#### The exercise
Select every line in the records below that contains the word "ceiling", and copy each one out. Case counts.

#### Records from a collection
* * * *
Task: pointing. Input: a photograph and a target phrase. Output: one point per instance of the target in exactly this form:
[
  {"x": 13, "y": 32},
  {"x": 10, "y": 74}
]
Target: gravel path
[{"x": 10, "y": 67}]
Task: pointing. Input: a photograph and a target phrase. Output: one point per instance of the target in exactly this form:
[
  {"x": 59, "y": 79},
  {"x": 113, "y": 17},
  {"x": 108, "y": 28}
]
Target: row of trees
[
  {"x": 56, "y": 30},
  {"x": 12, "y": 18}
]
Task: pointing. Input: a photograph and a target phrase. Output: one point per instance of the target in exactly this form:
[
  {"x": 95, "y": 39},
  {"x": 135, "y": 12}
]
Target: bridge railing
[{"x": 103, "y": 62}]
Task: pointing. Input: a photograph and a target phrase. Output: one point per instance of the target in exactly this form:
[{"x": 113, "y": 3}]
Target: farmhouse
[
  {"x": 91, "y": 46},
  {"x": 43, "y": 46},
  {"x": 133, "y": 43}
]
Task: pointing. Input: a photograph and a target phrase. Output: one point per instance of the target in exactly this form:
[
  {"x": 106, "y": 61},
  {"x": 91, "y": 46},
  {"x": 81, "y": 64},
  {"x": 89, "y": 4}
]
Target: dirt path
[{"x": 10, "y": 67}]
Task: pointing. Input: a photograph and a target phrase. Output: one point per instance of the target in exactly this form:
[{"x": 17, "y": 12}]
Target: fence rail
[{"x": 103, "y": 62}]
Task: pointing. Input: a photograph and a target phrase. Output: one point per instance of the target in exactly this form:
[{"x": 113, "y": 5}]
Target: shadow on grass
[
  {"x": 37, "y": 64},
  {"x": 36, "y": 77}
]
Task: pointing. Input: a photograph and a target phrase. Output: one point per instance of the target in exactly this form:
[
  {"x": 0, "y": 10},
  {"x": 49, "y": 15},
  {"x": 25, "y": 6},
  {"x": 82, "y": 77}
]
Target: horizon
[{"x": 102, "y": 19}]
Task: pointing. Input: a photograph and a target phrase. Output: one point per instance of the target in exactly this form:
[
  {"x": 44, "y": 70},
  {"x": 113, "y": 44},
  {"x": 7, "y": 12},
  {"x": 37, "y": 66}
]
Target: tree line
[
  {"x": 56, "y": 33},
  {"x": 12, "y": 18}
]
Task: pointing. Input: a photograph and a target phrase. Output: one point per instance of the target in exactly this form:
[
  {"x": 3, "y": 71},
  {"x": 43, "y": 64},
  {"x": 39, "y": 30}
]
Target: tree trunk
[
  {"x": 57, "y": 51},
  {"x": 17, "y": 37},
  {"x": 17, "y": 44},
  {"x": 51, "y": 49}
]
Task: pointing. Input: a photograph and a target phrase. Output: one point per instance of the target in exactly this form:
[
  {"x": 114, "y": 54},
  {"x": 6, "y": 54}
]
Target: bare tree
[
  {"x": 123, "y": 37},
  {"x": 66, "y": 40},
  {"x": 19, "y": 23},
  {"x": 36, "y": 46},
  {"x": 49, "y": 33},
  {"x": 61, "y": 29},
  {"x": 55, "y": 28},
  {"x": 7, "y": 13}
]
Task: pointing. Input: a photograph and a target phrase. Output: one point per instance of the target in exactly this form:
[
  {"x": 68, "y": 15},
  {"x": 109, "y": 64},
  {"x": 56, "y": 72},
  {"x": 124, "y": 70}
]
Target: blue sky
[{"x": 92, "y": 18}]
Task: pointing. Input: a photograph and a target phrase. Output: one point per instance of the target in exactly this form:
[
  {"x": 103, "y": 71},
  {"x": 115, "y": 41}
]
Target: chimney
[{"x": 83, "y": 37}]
* * * *
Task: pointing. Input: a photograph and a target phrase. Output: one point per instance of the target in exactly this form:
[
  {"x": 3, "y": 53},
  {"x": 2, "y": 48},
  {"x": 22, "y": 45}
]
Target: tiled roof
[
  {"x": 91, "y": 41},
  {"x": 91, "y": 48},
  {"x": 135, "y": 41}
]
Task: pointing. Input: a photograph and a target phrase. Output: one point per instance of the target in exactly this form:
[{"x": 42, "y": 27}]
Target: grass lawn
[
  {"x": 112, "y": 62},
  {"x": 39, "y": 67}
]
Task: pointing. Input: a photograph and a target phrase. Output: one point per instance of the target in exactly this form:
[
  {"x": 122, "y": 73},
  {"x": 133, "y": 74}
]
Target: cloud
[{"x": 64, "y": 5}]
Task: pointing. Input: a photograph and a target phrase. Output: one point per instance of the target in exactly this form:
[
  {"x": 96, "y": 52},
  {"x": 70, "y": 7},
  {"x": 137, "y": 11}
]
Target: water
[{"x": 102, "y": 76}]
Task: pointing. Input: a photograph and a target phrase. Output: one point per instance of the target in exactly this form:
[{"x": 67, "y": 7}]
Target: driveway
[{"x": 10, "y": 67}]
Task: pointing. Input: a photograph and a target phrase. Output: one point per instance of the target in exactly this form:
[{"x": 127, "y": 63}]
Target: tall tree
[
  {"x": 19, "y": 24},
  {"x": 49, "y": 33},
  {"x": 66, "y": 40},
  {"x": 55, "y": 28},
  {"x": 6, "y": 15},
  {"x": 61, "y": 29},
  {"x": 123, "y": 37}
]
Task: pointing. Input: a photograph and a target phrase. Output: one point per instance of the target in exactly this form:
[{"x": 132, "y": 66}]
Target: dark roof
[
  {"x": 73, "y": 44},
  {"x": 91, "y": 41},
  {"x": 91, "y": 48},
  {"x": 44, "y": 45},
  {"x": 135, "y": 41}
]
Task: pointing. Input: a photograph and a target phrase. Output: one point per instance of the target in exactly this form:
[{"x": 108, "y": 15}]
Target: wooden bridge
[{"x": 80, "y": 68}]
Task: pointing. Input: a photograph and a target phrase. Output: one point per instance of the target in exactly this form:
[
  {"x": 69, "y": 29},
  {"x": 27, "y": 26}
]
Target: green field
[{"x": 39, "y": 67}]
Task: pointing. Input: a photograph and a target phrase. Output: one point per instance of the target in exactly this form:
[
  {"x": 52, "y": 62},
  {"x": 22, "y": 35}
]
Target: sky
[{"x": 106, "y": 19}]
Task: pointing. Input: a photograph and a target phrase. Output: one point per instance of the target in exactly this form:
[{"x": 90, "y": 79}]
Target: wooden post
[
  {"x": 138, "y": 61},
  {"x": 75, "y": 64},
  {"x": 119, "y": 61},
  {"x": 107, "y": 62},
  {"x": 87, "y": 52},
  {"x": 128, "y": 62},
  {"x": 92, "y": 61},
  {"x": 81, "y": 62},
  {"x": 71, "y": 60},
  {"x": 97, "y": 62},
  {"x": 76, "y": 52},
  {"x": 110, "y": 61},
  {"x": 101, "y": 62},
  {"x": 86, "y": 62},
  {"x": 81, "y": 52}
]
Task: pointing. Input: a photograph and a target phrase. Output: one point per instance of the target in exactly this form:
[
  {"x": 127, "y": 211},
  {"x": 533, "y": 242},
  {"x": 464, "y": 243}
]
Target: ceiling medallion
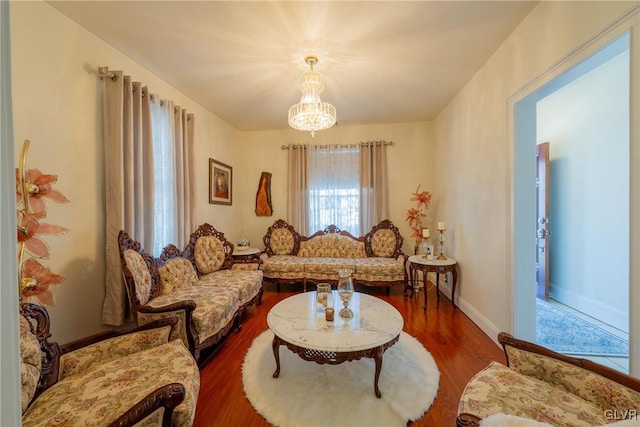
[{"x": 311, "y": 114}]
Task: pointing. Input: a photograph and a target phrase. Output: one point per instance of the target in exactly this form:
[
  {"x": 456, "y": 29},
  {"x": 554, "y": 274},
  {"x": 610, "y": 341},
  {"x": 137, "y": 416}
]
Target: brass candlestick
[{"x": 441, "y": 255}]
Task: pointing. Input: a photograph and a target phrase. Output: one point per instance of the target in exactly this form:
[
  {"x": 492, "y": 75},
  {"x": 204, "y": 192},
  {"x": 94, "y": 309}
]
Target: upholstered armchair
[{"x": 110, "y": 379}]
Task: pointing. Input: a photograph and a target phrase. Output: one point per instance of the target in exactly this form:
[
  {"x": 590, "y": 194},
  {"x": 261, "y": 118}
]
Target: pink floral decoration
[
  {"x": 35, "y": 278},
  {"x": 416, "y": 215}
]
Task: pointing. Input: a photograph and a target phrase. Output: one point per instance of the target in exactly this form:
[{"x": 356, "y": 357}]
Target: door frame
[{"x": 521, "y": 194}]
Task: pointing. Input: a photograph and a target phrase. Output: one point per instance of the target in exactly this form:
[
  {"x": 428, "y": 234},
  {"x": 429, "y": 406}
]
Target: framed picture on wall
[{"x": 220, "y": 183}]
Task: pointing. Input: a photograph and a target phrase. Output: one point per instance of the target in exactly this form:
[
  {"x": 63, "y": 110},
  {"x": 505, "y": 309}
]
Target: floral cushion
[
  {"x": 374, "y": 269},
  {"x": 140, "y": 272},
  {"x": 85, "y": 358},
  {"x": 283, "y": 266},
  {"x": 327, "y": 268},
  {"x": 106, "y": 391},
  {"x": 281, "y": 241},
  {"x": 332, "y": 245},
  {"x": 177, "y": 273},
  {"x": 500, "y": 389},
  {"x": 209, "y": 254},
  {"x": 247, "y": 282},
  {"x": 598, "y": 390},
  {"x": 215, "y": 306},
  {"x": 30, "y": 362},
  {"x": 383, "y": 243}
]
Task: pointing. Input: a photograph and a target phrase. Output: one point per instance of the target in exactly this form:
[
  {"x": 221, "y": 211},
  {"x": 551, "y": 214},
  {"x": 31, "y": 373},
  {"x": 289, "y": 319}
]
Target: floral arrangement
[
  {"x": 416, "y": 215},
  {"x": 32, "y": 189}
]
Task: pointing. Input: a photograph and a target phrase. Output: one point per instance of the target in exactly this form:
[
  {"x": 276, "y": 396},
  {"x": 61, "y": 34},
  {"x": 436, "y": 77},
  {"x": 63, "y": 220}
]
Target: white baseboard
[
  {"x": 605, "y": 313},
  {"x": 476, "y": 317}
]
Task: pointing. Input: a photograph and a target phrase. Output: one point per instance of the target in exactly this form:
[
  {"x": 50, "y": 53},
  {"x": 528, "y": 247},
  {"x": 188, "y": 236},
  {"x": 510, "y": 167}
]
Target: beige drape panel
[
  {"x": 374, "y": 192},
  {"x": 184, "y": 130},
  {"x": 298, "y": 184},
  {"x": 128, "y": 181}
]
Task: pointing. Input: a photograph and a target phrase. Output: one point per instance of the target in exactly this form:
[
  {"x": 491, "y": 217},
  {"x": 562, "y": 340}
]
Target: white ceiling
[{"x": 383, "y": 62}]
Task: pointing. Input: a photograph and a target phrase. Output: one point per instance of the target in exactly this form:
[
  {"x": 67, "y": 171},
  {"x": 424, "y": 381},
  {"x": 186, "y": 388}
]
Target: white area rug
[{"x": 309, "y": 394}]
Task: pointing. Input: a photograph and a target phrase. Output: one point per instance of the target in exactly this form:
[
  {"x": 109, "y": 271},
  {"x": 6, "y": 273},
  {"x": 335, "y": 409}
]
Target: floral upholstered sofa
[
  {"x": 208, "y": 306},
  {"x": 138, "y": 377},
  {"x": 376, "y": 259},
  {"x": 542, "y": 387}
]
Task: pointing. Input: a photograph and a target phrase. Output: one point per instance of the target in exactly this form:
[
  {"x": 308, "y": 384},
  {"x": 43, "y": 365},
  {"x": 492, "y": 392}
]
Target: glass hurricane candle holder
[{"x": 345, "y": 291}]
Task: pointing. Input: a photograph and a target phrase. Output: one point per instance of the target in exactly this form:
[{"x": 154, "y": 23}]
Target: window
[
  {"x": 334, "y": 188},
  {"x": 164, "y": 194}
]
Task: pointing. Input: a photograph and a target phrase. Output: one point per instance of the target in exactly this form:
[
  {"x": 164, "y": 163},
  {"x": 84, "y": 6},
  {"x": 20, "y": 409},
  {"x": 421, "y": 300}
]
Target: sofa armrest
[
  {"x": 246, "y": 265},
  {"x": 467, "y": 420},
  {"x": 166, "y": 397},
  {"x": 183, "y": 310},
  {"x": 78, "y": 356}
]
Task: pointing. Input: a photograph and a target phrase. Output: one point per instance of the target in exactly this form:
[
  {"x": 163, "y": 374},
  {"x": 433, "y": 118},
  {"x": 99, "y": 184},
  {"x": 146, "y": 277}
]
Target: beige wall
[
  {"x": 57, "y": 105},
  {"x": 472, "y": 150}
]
* * * *
#### Written response
Target: ceiling medallion
Target: white ceiling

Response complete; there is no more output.